Tutor(s) Erik Van Daele, Sandy De Bruycker
Campus Ghent
Language EN
Engagement Urban Cultures
Academic year 2023-24
Semester 2

 

tandem studio

2 studios craftsmanship and 1 studio urban cultures join forces. The studios run in parallel and are complementary.

The joint studio is based on ‘design through research’. Although the studios/engagements have a common goal, they each have their own focus, which is why they have two different project descriptions.  By linking studios from both engagements, research with their own focus within each engagement can be used complementarily in the design/development of a sustainable neighborhood within the urban fabric. Linking the studios also allows a diverse teaching team with broad and diverse expertise.

ALL or NOTHING

All or nothing refers to the changes caused by the climate crisis, to the urgency to design sustainably. Urgent because we must now design sustainably and flexibly or we end up with nothing. In that context, it is essential to think design-wise about how we can separate our designs from specific “all or none” programs/content and strict spatial configurations of open/urban space.

description of the STUDIO

Architecture in a dynamic urban landscape in the making. How can we design a context architecturally and ecologically evolve within the urban and social context of Ghent (Bruges)?

Arsenaal site: an urban context that we consider as a canvas to create architecture and public/collective space without a program. We expect projects that are robust and challenge to conceive regenerative interventions within which both building and open space can (continue to) evolve into new “intelligent ruins”.

SITE

The Arsenaal site in Gentbrugge offers sufficient opportunities to develop such design-based research from both an urban and architectural perspective.

Source data:
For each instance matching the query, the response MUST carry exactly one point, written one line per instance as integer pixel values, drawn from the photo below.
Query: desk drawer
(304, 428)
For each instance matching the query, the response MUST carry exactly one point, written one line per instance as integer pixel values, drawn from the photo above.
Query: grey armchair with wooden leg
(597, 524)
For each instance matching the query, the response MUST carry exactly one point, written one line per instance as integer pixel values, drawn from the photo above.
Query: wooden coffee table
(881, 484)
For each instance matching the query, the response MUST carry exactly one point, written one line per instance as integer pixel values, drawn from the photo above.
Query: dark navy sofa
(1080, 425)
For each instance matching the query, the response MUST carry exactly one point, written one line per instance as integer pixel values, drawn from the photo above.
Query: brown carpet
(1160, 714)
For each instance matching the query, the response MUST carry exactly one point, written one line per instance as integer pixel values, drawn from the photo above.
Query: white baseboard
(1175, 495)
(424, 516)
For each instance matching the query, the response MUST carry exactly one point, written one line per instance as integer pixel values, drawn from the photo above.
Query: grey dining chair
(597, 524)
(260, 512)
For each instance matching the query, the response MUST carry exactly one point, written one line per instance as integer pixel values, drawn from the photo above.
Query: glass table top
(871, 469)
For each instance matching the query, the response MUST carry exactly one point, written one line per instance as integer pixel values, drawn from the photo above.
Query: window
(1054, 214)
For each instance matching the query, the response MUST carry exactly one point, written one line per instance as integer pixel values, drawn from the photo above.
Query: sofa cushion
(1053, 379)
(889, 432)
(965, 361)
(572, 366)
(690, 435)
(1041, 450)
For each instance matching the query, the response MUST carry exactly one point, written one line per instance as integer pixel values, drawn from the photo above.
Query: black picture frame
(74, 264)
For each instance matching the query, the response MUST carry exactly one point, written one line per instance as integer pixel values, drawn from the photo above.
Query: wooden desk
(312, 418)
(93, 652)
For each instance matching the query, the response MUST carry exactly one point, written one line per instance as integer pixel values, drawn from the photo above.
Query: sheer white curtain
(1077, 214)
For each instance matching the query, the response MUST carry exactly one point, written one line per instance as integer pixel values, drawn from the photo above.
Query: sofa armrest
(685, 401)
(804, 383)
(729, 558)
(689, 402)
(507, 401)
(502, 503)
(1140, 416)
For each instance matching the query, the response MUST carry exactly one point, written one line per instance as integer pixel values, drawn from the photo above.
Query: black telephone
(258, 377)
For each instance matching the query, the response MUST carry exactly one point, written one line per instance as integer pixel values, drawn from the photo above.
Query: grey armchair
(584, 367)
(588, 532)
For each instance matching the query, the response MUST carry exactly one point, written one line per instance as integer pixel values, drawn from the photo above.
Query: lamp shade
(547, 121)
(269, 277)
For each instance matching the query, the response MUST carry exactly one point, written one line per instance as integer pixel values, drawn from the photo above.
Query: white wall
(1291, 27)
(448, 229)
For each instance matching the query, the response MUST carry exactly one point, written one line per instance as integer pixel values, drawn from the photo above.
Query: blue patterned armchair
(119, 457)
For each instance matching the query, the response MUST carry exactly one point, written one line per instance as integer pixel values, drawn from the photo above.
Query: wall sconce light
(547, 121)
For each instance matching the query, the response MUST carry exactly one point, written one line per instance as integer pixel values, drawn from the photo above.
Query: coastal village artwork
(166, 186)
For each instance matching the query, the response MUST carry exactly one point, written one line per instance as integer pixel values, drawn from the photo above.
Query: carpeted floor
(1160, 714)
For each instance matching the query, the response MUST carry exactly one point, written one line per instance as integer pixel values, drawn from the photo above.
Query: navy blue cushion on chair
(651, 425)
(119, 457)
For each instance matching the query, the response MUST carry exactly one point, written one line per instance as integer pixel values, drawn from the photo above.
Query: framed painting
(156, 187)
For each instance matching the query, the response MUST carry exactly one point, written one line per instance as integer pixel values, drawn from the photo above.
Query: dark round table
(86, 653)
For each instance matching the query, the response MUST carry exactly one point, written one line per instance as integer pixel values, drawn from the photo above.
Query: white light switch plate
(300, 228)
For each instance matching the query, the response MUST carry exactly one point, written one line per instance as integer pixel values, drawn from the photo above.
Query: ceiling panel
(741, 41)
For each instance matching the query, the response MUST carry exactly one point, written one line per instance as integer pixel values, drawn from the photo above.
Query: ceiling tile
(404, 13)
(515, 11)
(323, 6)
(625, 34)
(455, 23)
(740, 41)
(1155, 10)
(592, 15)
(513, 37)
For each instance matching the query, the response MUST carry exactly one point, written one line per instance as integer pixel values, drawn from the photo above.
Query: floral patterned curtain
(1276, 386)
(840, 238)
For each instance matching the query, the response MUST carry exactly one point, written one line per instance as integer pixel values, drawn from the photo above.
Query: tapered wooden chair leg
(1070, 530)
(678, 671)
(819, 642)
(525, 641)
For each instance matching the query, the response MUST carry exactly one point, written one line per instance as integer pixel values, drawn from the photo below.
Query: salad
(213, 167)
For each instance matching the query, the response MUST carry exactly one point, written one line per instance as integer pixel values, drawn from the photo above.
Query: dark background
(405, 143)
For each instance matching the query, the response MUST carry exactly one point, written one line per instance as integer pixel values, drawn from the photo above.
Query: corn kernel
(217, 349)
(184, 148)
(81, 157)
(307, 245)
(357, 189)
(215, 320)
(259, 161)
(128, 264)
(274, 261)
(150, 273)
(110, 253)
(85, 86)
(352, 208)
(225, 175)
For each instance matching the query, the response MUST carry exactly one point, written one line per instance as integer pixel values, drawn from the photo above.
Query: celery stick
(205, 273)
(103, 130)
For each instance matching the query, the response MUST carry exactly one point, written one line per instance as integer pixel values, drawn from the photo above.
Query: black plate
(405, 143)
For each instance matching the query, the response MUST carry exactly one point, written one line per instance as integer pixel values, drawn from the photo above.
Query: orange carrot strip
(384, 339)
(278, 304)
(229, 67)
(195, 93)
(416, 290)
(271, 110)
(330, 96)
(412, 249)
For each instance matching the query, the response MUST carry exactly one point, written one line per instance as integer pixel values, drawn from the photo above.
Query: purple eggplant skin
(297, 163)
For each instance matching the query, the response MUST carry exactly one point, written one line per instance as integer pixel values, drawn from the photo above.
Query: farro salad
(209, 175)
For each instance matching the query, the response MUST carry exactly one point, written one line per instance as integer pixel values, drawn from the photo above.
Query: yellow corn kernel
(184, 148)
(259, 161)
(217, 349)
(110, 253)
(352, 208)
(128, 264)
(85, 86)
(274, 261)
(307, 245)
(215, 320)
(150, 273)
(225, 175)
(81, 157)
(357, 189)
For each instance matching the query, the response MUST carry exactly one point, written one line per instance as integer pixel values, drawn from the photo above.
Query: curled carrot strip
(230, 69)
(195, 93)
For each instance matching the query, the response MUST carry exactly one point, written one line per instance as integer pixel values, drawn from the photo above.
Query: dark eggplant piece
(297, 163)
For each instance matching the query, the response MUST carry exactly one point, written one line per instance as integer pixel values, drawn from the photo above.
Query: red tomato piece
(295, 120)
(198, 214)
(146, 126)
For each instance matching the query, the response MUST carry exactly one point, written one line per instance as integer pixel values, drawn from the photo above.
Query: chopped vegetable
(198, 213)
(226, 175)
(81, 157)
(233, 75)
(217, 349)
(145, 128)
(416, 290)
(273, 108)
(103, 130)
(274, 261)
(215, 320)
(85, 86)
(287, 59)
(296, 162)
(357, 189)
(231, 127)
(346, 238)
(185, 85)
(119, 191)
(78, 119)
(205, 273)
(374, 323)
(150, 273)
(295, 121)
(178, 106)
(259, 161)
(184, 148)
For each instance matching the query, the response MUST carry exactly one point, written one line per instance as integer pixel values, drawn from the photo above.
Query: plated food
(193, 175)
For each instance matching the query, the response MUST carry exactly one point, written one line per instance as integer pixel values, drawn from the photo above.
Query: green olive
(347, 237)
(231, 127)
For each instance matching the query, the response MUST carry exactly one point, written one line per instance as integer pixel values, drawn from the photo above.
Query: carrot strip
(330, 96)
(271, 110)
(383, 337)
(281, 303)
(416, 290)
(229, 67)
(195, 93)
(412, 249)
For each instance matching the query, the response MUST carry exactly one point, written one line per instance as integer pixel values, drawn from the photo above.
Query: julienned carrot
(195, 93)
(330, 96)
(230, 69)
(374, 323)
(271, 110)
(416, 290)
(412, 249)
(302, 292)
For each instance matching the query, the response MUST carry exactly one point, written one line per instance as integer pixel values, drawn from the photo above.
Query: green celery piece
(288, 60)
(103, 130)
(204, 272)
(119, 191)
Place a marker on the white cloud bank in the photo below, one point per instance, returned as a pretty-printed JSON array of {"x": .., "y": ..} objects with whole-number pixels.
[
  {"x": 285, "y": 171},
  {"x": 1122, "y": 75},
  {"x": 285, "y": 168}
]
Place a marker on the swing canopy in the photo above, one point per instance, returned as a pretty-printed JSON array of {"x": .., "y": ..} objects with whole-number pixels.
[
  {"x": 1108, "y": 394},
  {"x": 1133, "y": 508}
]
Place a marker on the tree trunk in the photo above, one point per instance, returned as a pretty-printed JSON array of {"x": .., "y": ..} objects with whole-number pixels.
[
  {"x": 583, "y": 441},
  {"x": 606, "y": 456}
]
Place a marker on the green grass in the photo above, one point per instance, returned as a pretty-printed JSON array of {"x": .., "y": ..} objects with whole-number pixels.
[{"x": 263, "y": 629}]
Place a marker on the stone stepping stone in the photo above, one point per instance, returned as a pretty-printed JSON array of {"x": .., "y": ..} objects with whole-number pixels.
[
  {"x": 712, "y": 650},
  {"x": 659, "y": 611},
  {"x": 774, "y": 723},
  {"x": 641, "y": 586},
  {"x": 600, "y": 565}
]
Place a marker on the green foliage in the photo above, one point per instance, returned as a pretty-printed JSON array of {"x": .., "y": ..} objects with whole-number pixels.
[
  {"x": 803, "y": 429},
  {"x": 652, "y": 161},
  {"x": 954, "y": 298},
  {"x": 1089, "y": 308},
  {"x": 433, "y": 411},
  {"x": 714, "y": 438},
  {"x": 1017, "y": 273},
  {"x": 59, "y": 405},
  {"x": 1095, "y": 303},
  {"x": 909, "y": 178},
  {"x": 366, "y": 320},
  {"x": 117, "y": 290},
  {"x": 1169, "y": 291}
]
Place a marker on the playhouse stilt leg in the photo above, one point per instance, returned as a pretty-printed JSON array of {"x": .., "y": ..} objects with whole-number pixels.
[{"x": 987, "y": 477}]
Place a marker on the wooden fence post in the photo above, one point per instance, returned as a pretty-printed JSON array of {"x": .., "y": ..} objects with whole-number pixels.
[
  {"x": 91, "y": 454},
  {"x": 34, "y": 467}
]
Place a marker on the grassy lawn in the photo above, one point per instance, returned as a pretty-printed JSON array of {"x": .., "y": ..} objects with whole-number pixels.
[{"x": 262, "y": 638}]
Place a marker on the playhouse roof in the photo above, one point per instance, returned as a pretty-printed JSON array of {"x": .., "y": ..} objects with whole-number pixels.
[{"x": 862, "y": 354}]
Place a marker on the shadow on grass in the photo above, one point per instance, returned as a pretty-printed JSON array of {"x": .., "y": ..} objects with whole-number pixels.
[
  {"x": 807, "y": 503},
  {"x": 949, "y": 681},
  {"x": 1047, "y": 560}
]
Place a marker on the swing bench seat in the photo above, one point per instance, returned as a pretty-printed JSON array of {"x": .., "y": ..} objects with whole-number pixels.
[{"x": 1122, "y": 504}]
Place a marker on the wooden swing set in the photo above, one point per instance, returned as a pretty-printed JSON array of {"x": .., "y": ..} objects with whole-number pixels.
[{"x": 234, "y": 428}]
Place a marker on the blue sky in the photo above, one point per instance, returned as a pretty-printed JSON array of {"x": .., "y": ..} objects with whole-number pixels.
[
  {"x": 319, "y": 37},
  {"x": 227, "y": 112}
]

→ PROBLEM SET
- a) Reproduce the passage of the studio description from "The joint studio" up to and including "of open/urban space.".
- b) Carry on the studio description from its last sentence, following on after it.

→ TASK-BY-TASK RESULTS
- a)
The joint studio is based on ‘design through research’. Although the studios/engagements have a common goal, they each have their own focus, which is why they have two different project descriptions.  By linking studios from both engagements, research with their own focus within each engagement can be used complementarily in the design/development of a sustainable neighborhood within the urban fabric. Linking the studios also allows a diverse teaching team with broad and diverse expertise.

ALL or NOTHING

All or nothing refers to the changes caused by the climate crisis, to the urgency to design sustainably. Urgent because we must now design sustainably and flexibly or we end up with nothing. In that context, it is essential to think design-wise about how we can separate our designs from specific “all or none” programs/content and strict spatial configurations of open/urban space.

- b)
The Arsenaal site is a former train workshop, characterized by sheds, tracks and service buildings. The 12 ha site was developed in 1881. The ambition of the city of Ghent is to realize a new urban environment on the site in which living, work, culture and nature will be interwoven. This ambition fits into the broader environment of the arsenal site. The environment is a juxtaposition of culture ( oa festival fourchette, society project SAAMO, amazing Asia festival…), recreation (oa Shorttrack club, sports park Flora, an ice rink…), education (elementary school the clovers, campus Vesalius, St Gregoriuscollege…), nature (Liedermeerspark, park the ponds, neighbourhood park De Porre, Adolf Papelenpark…), infrastructure ( the E17, two exit complexes with infrastructure greenery) and small-scale living.

Within Urban Cultures we look at coherence between these different functions and landscapes and how a design on the Arsenaal site can be a connecting factor between these existing elements.

Both architecture and open space should be dynamic projects that are incrementally realized. Currently only limited parts of the site are usable ( due to pollution?). The city already provides a green leisure space of 17 000 m2 with mobile landscape elements ( bins with valuable trees) for the surrounding neighborhoods. We explore how to create a sustainable open space for the whole site where the pollution issue can be used in function of water management, energy and planting as well as provide new relationships with future development.

Accessibility to the site is problematic. The city wants to implement a project that minimizes car traffic and soften (make permeable) the entire site as much as possible.

The existing sheds and infrastructure on the site are of various quality. Some have heritage value. Students will choose whether sheds will be retained and renovated or demolished based on research formulated by the city of Ghent.

We do not design master plans but a strategy ( in group) to shape the site. Within that strategy, we focus on architectural projects that are flexible and can incrementally develop the site. Students choose their own project and location after visiting the site and the wider surroundings and thus determine the final contour of the project site.

Methodology

PART 1: group work

The studio urban cultures works in the first weeks as a lab divided into subgroups that each study a theme (water, pollution, mobility, fauna and flora, 5-minute city, history…) and through a group discussion outline possible spatial strategies.

Each group researches a sustainable topic (from theory course) for in-depth research, the topics are linked to the student’s chosen engagement.

Each group researches various architectural case studies within thematic landscape as a canvas and ‘building/without content’.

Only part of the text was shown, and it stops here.